Page text:
*** Begin section ***

Sovereign International Weekly Market Report

Sovereign International Weekly Market Report

European currencies explode as Germany embraces fiscal stimulus

We saw truly massive shifts in the FX market last week, with moves not seen since the early chaotic days of the COVID-19 pandemic.

Highlights:

  • Trump's tariff chaos continues.
  • Germany changes tack on fiscal rules.
  • EU on course to ramp up its defences.
  • USD falls against every other G10 currency.
  • Scandis outperform; SEK rallies.
  • Markets await fresh US CPI data.

President Trump's apparent demolition of the post-war European security architecture is having a paradoxical impact on currency markets. It's forcing Europe, and Germany in particular, to embrace massive increases in defence spending, to be financed apparently by deficit spending and additional debt. European bonds sold-off sharply on the news, and European currencies soared, notably the euro, which astonishingly posted one of its biggest weekly gains since the Global Financial Crisis in 2009.

Investors are also pricing in a high degree of damage to the US economy from both the substance of Trump's tariff policies and their amateurish implementation. One of our favoured barometers of US growth, the Atlanta Fed GDPNow estimate, is even pointing to a contraction in excess of 2% annualised in the first quarter of the year. The dollar subsequently lost ground against more or less every currency worldwide, with the US Dollar Index ending the week around 3% lower.

The macroeconomic calendar this week serves up the US inflation report for February. Markets are not really expecting further progress towards the Fed's target level, with the consensus eying an monthly annualised rate of nearly 4%. However, it is likely that once again macroeconomic information will be overshadowed by the chaos emanating out of the White House, any signs of resulting damage for the US economy, and further announcements of defence spending initiatives out of European countries.

USD

The February payrolls report temporarily calmed fears that the chaos emanating out of the White House will damage US growth, coming in more or less as expected, and still consistent with steady though unspectacular job creation. While this report stabilised the dollar after its dramatic weekly fall, it could not get a rebound going, as US stocks continue to underperform those of the rest of the world in an apparent no confidence vote on Trump's policies.

February inflation should be the economic focus this week, but news on tariffs, the war in Ukraine or frankly any other random occurrence in Trump's social media timeline may well overshadow it. Once again, Trump last week delayed tariffs for Canada and Mexico that fall under USMCA, in another sign that a dilution of the levies is highly likely. This can partly explain the extent of the move lower in the greenback last week.

*** End section ***

Exercise set:
1 > Repeat the passage of the market report word for word, starting at "We saw truly" and stopping after "other G10 currency.".
2 > Answer these questions using the market report:
(a) By roughly what percentage did the US Dollar Index end the week lower?
(b) Which estimate, described as a favored barometer of US growth, points to a first-quarter contraction of more than 2% annualized?
(c) Which currency is named as rallying among the outperforming Scandis?

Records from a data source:
*** Begin section ***

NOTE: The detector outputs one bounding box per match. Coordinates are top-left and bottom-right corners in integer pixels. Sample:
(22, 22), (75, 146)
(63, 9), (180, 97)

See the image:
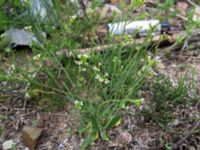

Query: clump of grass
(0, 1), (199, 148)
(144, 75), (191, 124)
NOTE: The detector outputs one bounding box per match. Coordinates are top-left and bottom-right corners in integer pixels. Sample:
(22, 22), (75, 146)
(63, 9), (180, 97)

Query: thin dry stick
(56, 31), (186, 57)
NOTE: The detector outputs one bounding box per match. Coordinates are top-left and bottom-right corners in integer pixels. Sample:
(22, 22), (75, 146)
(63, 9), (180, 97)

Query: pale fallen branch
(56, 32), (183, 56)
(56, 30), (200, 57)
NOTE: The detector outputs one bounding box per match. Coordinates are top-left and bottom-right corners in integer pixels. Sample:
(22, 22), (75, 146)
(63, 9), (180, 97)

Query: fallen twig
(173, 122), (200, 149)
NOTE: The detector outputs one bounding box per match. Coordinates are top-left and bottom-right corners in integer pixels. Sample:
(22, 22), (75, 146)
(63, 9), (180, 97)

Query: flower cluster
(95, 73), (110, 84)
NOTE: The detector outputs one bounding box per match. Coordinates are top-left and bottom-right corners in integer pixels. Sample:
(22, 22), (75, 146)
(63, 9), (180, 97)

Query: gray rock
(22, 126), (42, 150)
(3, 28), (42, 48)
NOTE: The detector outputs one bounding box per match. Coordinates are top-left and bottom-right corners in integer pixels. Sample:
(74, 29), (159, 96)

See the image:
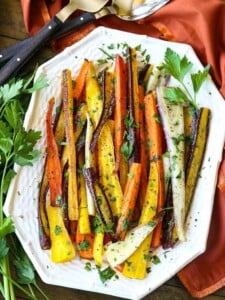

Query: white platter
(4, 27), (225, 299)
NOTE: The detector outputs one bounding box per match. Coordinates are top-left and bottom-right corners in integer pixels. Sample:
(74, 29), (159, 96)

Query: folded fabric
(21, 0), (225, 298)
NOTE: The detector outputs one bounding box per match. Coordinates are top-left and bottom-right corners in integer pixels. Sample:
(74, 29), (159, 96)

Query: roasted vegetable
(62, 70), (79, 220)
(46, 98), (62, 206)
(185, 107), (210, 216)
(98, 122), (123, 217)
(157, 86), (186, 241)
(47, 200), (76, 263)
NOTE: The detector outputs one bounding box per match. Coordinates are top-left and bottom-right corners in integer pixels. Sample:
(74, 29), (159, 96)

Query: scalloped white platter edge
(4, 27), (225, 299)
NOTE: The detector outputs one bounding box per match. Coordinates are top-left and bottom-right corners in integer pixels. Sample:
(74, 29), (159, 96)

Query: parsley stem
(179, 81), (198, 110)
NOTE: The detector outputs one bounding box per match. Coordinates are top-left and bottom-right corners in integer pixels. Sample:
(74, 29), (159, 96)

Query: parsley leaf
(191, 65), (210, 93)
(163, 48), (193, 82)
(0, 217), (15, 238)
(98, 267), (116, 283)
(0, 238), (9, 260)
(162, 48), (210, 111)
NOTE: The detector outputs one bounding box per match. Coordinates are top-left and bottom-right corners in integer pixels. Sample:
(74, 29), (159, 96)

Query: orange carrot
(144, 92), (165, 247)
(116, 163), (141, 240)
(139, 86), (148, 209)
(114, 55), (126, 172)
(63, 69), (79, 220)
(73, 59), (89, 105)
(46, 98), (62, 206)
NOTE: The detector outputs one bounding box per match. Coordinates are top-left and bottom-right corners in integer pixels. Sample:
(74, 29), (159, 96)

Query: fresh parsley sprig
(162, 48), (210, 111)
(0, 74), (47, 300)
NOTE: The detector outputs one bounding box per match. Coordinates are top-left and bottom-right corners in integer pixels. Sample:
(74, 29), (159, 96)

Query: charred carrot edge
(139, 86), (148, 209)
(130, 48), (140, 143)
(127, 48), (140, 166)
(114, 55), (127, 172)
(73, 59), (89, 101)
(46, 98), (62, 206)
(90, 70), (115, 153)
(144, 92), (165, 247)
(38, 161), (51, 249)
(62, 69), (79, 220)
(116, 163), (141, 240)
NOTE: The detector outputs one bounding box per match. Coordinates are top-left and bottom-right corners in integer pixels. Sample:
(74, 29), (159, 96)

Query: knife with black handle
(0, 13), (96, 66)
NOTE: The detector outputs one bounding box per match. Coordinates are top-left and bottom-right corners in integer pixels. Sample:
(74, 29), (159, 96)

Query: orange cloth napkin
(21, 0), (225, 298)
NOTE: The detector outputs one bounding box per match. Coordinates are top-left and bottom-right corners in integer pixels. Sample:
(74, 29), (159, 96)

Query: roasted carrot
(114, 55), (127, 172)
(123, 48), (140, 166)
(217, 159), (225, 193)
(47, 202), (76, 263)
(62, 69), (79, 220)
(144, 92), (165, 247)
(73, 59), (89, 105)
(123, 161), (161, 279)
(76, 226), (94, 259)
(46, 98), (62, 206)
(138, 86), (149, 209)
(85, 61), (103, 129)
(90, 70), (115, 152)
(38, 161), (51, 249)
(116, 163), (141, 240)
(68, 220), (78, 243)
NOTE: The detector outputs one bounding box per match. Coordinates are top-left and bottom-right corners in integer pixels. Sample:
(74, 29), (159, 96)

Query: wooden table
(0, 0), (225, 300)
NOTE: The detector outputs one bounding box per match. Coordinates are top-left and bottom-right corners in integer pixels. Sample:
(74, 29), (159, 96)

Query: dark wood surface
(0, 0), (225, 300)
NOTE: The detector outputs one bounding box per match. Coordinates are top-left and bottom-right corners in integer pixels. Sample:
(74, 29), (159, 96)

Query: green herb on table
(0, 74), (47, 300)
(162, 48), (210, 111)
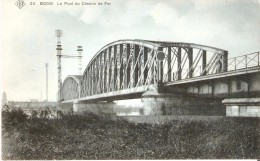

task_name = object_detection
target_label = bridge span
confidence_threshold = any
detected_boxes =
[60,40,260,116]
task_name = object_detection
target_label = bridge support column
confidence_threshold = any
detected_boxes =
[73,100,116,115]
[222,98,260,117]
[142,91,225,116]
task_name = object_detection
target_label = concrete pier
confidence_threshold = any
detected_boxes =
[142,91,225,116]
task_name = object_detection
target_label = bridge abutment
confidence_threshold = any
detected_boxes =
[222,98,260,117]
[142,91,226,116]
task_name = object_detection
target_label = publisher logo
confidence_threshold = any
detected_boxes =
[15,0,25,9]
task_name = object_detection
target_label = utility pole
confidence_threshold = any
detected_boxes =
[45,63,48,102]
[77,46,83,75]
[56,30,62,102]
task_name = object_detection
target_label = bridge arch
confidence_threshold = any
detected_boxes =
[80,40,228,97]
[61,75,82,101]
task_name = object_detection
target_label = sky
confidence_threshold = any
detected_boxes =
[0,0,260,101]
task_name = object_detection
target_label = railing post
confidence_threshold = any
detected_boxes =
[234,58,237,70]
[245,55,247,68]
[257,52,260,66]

*** End section ***

Task-by-task answers:
1 >
We saw truly massive shifts in the FX market last week, with moves not seen since the early chaotic days of the COVID-19 pandemic.

Highlights:

  • Trump's tariff chaos continues.
  • Germany changes tack on fiscal rules.
  • EU on course to ramp up its defences.
  • USD falls against every other G10 currency.

2 >
(a) About 3%.
(b) The Atlanta Fed GDPNow estimate.
(c) SEK.